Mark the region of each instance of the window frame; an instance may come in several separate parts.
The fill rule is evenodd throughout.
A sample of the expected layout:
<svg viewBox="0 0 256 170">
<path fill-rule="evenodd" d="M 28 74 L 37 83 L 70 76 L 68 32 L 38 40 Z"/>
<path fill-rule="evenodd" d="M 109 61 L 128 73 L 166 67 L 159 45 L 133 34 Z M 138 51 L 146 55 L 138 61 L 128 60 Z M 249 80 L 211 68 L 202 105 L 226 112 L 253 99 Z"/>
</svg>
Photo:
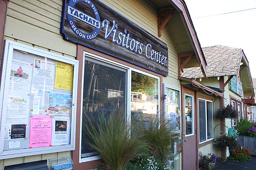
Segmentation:
<svg viewBox="0 0 256 170">
<path fill-rule="evenodd" d="M 184 115 L 184 118 L 185 118 L 185 123 L 184 123 L 184 136 L 185 137 L 187 137 L 187 136 L 193 136 L 194 135 L 195 135 L 195 106 L 194 106 L 194 100 L 195 100 L 195 96 L 192 95 L 190 95 L 190 94 L 186 94 L 186 93 L 184 93 L 184 110 L 185 111 L 185 107 L 186 107 L 186 96 L 188 96 L 189 97 L 191 97 L 192 98 L 192 100 L 191 100 L 191 106 L 192 106 L 192 113 L 193 113 L 193 116 L 192 116 L 192 124 L 191 125 L 191 134 L 186 134 L 186 115 Z M 184 114 L 185 114 L 185 111 L 184 111 Z"/>
<path fill-rule="evenodd" d="M 158 106 L 157 109 L 158 110 L 158 118 L 160 120 L 160 105 L 161 105 L 161 100 L 160 100 L 160 83 L 161 83 L 161 77 L 157 76 L 155 75 L 151 74 L 150 73 L 139 70 L 138 69 L 136 69 L 135 68 L 132 67 L 130 65 L 126 65 L 122 63 L 120 63 L 116 61 L 112 60 L 109 59 L 107 59 L 105 57 L 101 57 L 100 55 L 94 54 L 87 51 L 83 51 L 83 63 L 82 63 L 82 79 L 81 79 L 81 94 L 83 93 L 83 86 L 84 86 L 84 61 L 86 58 L 88 58 L 90 59 L 90 61 L 98 61 L 101 63 L 105 63 L 107 65 L 114 65 L 119 68 L 121 68 L 122 69 L 124 69 L 126 70 L 126 80 L 127 80 L 127 86 L 126 86 L 126 99 L 125 99 L 126 100 L 126 119 L 127 122 L 131 122 L 131 77 L 132 77 L 132 71 L 135 71 L 139 74 L 143 74 L 143 75 L 149 76 L 150 77 L 157 79 L 158 80 Z M 81 111 L 80 111 L 80 138 L 79 138 L 79 162 L 83 163 L 83 162 L 88 162 L 91 161 L 97 160 L 101 159 L 100 156 L 94 156 L 92 157 L 88 157 L 86 158 L 82 158 L 81 155 L 81 137 L 82 137 L 82 99 L 83 99 L 83 95 L 81 96 Z"/>
<path fill-rule="evenodd" d="M 214 138 L 214 103 L 211 100 L 207 100 L 207 99 L 203 99 L 203 98 L 198 98 L 198 103 L 199 103 L 199 100 L 201 100 L 201 101 L 204 101 L 204 104 L 205 104 L 205 118 L 206 118 L 206 120 L 205 120 L 205 127 L 206 128 L 206 131 L 205 131 L 205 136 L 206 136 L 206 139 L 204 141 L 200 141 L 200 121 L 198 121 L 198 131 L 199 131 L 199 134 L 198 134 L 198 141 L 199 141 L 199 144 L 202 144 L 202 143 L 203 143 L 204 142 L 206 142 L 208 141 L 210 141 L 211 140 L 212 140 Z M 212 131 L 212 138 L 208 138 L 208 135 L 207 135 L 207 132 L 208 132 L 208 127 L 207 127 L 207 102 L 210 102 L 211 103 L 211 123 L 212 123 L 212 128 L 211 129 Z M 198 107 L 199 107 L 199 105 L 198 105 Z M 198 109 L 198 111 L 199 112 L 199 109 Z M 198 117 L 198 119 L 199 119 L 199 117 Z"/>
</svg>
──────
Copy the material above verbatim, line for line, omitting the picture.

Mark the region of each instance of the window frame; an instance may come in several separate parts.
The fill rule is evenodd throughout.
A sample of the expected layout:
<svg viewBox="0 0 256 170">
<path fill-rule="evenodd" d="M 28 74 L 37 83 L 70 76 L 68 32 L 38 40 Z"/>
<path fill-rule="evenodd" d="M 109 61 L 128 73 L 166 67 L 159 45 L 133 34 Z M 138 51 L 146 55 L 138 61 L 128 60 Z M 249 80 L 211 68 L 202 105 L 226 112 L 253 99 Z"/>
</svg>
Photo:
Segmentation:
<svg viewBox="0 0 256 170">
<path fill-rule="evenodd" d="M 184 115 L 184 118 L 185 118 L 185 123 L 184 123 L 184 136 L 185 137 L 187 137 L 187 136 L 193 136 L 194 135 L 195 135 L 195 106 L 194 106 L 194 100 L 195 100 L 195 96 L 192 95 L 190 95 L 190 94 L 186 94 L 186 93 L 184 93 L 184 110 L 185 111 L 185 107 L 186 107 L 186 96 L 188 96 L 189 97 L 191 97 L 192 98 L 192 100 L 191 100 L 191 106 L 192 106 L 192 113 L 193 113 L 193 116 L 192 116 L 192 124 L 191 125 L 191 134 L 186 134 L 186 115 Z M 184 114 L 185 114 L 185 111 L 184 111 Z"/>
<path fill-rule="evenodd" d="M 158 106 L 157 109 L 158 110 L 158 118 L 160 120 L 160 105 L 161 105 L 161 100 L 160 100 L 160 83 L 161 83 L 161 77 L 157 76 L 155 75 L 151 74 L 150 73 L 139 70 L 138 69 L 136 69 L 135 68 L 132 67 L 130 65 L 126 65 L 122 63 L 120 63 L 116 61 L 112 60 L 109 59 L 107 59 L 105 57 L 101 57 L 100 55 L 94 54 L 87 51 L 83 51 L 83 63 L 82 63 L 82 79 L 81 79 L 81 94 L 83 93 L 83 86 L 84 86 L 84 61 L 86 58 L 88 58 L 90 59 L 90 61 L 98 61 L 101 63 L 105 63 L 107 65 L 114 65 L 119 68 L 121 68 L 122 69 L 124 69 L 126 70 L 126 80 L 127 80 L 127 86 L 126 86 L 126 99 L 125 99 L 126 100 L 126 119 L 127 122 L 131 122 L 131 77 L 132 77 L 132 71 L 135 71 L 139 74 L 143 74 L 143 75 L 149 76 L 150 77 L 157 79 L 158 80 Z M 81 111 L 80 111 L 80 138 L 79 138 L 79 162 L 83 163 L 83 162 L 88 162 L 91 161 L 97 160 L 101 159 L 100 156 L 94 156 L 92 157 L 88 157 L 86 158 L 82 158 L 81 155 L 81 137 L 82 137 L 82 99 L 83 99 L 83 95 L 81 96 Z"/>
<path fill-rule="evenodd" d="M 214 138 L 214 103 L 211 100 L 207 100 L 207 99 L 203 99 L 203 98 L 198 98 L 198 103 L 199 103 L 199 100 L 201 100 L 201 101 L 204 101 L 204 104 L 205 104 L 205 118 L 206 118 L 206 120 L 205 120 L 205 127 L 206 128 L 206 131 L 205 131 L 205 136 L 206 136 L 206 139 L 204 141 L 200 141 L 200 121 L 198 121 L 198 131 L 199 131 L 199 134 L 198 134 L 198 141 L 199 141 L 199 144 L 202 144 L 202 143 L 203 143 L 204 142 L 206 142 L 208 141 L 210 141 L 211 140 L 212 140 Z M 212 131 L 212 138 L 208 138 L 208 135 L 207 135 L 207 132 L 208 132 L 208 127 L 207 127 L 207 102 L 210 102 L 211 103 L 211 123 L 212 123 L 212 128 L 211 129 Z M 198 107 L 199 107 L 199 105 L 198 105 Z M 198 109 L 198 111 L 199 112 L 199 109 Z M 198 117 L 198 119 L 199 119 L 199 117 Z"/>
</svg>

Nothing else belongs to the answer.